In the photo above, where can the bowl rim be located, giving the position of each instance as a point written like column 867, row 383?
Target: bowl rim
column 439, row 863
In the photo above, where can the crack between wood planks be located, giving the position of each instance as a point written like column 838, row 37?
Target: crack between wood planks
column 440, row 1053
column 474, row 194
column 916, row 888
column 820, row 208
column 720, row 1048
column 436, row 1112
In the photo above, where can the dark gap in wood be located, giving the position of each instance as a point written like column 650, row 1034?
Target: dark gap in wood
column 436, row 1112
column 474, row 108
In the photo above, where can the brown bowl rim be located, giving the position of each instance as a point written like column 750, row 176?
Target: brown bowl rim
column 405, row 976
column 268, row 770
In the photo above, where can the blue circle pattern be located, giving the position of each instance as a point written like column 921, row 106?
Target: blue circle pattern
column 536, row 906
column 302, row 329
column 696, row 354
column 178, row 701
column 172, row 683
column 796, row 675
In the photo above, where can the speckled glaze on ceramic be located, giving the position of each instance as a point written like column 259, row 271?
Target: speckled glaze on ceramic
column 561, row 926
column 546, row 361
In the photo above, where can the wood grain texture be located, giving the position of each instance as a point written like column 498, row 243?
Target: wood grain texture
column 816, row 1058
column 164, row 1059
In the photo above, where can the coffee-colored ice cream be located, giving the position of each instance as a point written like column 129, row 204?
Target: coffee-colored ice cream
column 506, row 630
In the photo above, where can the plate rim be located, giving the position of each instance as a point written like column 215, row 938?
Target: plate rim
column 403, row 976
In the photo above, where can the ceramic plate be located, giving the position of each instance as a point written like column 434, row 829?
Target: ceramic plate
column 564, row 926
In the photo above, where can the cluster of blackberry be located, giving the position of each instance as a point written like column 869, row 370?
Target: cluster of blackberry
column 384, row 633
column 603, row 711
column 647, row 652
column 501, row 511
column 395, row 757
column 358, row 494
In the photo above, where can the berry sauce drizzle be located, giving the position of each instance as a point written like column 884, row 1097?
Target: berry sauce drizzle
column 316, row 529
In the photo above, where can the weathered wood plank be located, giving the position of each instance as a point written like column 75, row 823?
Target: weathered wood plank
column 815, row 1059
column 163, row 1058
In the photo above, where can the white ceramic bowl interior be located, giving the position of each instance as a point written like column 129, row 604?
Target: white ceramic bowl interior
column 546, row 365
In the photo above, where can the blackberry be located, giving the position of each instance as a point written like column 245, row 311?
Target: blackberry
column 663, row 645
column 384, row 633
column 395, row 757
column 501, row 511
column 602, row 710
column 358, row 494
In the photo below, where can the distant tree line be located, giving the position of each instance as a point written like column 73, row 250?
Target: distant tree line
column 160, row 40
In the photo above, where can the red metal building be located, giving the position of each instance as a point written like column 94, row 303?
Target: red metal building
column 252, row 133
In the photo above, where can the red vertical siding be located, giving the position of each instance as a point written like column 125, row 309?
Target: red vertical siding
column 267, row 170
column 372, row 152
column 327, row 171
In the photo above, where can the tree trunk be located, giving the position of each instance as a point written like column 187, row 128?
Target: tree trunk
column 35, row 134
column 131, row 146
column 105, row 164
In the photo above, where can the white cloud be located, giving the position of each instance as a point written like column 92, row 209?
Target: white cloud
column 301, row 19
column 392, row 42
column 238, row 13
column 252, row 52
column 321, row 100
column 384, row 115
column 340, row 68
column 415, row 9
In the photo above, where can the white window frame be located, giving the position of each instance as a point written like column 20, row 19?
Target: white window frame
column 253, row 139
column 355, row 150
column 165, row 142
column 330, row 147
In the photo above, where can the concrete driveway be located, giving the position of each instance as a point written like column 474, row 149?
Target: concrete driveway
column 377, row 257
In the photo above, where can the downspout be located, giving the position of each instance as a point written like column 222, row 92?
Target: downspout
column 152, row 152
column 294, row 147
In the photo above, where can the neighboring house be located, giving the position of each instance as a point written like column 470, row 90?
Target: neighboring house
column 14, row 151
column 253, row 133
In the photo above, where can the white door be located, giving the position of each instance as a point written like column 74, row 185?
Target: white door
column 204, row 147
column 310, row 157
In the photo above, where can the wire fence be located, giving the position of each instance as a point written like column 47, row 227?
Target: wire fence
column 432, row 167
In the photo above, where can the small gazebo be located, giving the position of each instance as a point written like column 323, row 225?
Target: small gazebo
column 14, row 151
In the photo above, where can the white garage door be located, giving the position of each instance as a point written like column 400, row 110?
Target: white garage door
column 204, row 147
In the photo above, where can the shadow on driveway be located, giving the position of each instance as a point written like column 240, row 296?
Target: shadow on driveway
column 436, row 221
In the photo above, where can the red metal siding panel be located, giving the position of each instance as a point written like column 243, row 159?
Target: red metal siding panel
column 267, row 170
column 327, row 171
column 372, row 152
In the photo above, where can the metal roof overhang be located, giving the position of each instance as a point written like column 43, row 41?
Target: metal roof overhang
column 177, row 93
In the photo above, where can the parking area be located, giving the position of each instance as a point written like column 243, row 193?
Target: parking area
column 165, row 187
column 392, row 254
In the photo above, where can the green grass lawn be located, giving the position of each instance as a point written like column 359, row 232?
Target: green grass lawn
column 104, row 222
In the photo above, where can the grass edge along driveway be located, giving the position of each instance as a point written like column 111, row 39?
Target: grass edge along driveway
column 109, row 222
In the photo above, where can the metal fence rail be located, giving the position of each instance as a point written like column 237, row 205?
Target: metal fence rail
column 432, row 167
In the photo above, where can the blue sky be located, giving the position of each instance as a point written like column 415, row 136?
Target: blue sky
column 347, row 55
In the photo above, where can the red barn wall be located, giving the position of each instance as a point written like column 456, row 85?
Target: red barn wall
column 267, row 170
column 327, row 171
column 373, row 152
====================
Objective —
Rewrite all of the records above as a JSON list of strings, with each line as its own string and blank lines left out.

Problem solution —
[
  "In the photo above, where can the bowl rim be located, giving the position of each instance as a point written like column 867, row 383?",
  "Target: bowl rim",
  "column 439, row 863",
  "In the photo above, where can the crack between wood planks be located, giving the position of each instance as a point written like column 838, row 37?",
  "Target: crack between wood planks",
  "column 440, row 1053",
  "column 474, row 194",
  "column 916, row 888",
  "column 820, row 208",
  "column 720, row 1048",
  "column 436, row 1112",
  "In the photo above, where can the dark gap in wood be located, giving the position of each instance as a point written like column 650, row 1034?",
  "Target: dark gap in wood",
  "column 436, row 1112",
  "column 474, row 108",
  "In the photo above, where can the brown bowl rim be located, giving the position of each instance as a point written like column 750, row 176?",
  "Target: brown bowl rim",
  "column 405, row 976",
  "column 268, row 770",
  "In the photo above, where can the blue circle pattern be located, giving the position of each instance as a point written like column 921, row 106?",
  "Target: blue circle pattern",
  "column 536, row 906",
  "column 302, row 329",
  "column 696, row 354",
  "column 178, row 701",
  "column 172, row 683",
  "column 796, row 675",
  "In the photo above, where can the speckled glaze on ceramic be located, giving the position of each instance as a point written like column 259, row 271?",
  "Target: speckled glaze on ceramic",
  "column 561, row 926",
  "column 546, row 361",
  "In the photo above, where can the wood grain texture be located, giving the position of each instance as a point written like column 498, row 243?",
  "Target: wood grain texture",
  "column 816, row 1058",
  "column 164, row 1059",
  "In the photo above, where can the coffee-colored ice cream be located, giving the position of each instance as a point written like column 129, row 204?",
  "Target: coffee-colored ice cream",
  "column 506, row 630",
  "In the photo above, where can the plate rim be located, giving the position of each instance as a point written like column 215, row 938?",
  "Target: plate rim",
  "column 403, row 976",
  "In the photo above, where can the ceramic plate be located, giving the position of each instance as a point written like column 434, row 829?",
  "Target: ceramic plate",
  "column 564, row 926",
  "In the photo above, where can the cluster of blackberry be located, giving the position of each instance as a point written like column 869, row 370?",
  "Target: cluster of blackberry",
  "column 384, row 633",
  "column 603, row 711",
  "column 647, row 652",
  "column 501, row 511",
  "column 395, row 757",
  "column 358, row 494",
  "In the photo above, where can the berry sauce drizzle be located, giving the position of each instance as a point written like column 884, row 1097?",
  "Target: berry sauce drizzle",
  "column 316, row 529",
  "In the photo above, where can the weathered wood plank be located, giving the position of each instance as a point written like column 75, row 823?",
  "Target: weathered wood plank",
  "column 815, row 1059",
  "column 163, row 1058",
  "In the photo above, where can the white ceramic bowl interior be located, giving the position of each instance as a point written like column 129, row 604?",
  "Target: white ceramic bowl interior",
  "column 546, row 365",
  "In the photo above, where can the blackberry be located, giving the position of each instance as a point written like column 245, row 311?",
  "Target: blackberry",
  "column 663, row 645",
  "column 384, row 633",
  "column 395, row 757",
  "column 501, row 511",
  "column 602, row 710",
  "column 358, row 494",
  "In the photo below, where can the distant tree line be located, giving the position of each instance as a point written like column 73, row 250?",
  "Target: distant tree line",
  "column 160, row 40",
  "In the photo above, where can the red metal building be located, giving the position of each instance as a point written like column 94, row 303?",
  "Target: red metal building",
  "column 252, row 133",
  "In the photo above, where can the red vertical siding be located, giving the position of each instance as a point written like column 125, row 309?",
  "Target: red vertical siding",
  "column 267, row 170",
  "column 372, row 152",
  "column 327, row 171",
  "In the photo above, where can the tree trunk be located, giving the position of each instance as a point written like column 187, row 128?",
  "Target: tree trunk",
  "column 35, row 134",
  "column 131, row 146",
  "column 105, row 164",
  "In the photo above, where can the white cloud be located, giving the position of each instance as a point written like column 92, row 209?",
  "Target: white cloud",
  "column 301, row 19",
  "column 392, row 42",
  "column 238, row 13",
  "column 252, row 52",
  "column 321, row 100",
  "column 384, row 115",
  "column 340, row 68",
  "column 415, row 9",
  "In the photo above, where can the white window frame be located, giving the position of each instance as a point written like column 20, row 19?",
  "Target: white window frame",
  "column 253, row 139",
  "column 355, row 150",
  "column 165, row 142",
  "column 330, row 147",
  "In the photo above, where can the concrete driveway be located, giving the position of each instance as a point written like column 474, row 149?",
  "Target: concrete driveway",
  "column 377, row 257",
  "In the photo above, where can the downspout be located, giving the position of each instance as a point written like column 222, row 92?",
  "Target: downspout",
  "column 152, row 152",
  "column 294, row 147",
  "In the photo above, where can the neighboring house be located, giving the position of each instance as a point written like column 470, row 90?",
  "Target: neighboring house",
  "column 14, row 151",
  "column 253, row 133",
  "In the photo above, where can the white door be located, giving the position of each instance as a point written like column 74, row 185?",
  "Target: white door",
  "column 204, row 147",
  "column 310, row 157",
  "In the photo above, where can the wire fence be located, giving the position of each instance as a point written like column 47, row 227?",
  "Target: wire fence",
  "column 432, row 167",
  "In the photo above, where can the small gazebo be located, giving the position of each instance as a point written like column 323, row 225?",
  "Target: small gazebo",
  "column 14, row 151",
  "In the photo above, where can the white garage door be located, giving the position of each instance as a point written like column 400, row 110?",
  "Target: white garage door",
  "column 204, row 147",
  "In the photo above, where can the shadow on driveway be located, giving the position of each instance as a point written like column 240, row 296?",
  "Target: shadow on driveway",
  "column 436, row 221",
  "In the photo above, where can the red metal siding panel be located, giving the position of each instance as a point written like column 243, row 159?",
  "Target: red metal siding panel",
  "column 267, row 170",
  "column 327, row 171",
  "column 372, row 152",
  "In the photo above, where can the metal roof overhang be located, giving the position of each instance as a point written like column 43, row 41?",
  "Target: metal roof overhang",
  "column 177, row 93",
  "In the photo above, where can the parking area be located, giving the position of each instance as a point written like column 243, row 193?",
  "Target: parking area",
  "column 165, row 187",
  "column 392, row 254",
  "In the photo above, where can the green grass lawn be located, giving the position of each instance as a point written like column 359, row 232?",
  "Target: green grass lawn",
  "column 104, row 222",
  "In the photo above, where can the grass edge along driveway be located, giving the position of each instance as a point written like column 111, row 39?",
  "Target: grass edge along driveway",
  "column 109, row 222",
  "In the photo above, where can the metal fence rail be located, giving the position of each instance as a point written like column 237, row 205?",
  "Target: metal fence rail",
  "column 432, row 167",
  "In the photo above, where can the blue sky be located, giving the position of each instance as a point written like column 415, row 136?",
  "Target: blue sky",
  "column 347, row 55",
  "In the photo above, where can the red barn wall be located, giving the position of each instance as a point written like column 456, row 85?",
  "Target: red barn wall",
  "column 267, row 170",
  "column 327, row 171",
  "column 373, row 152"
]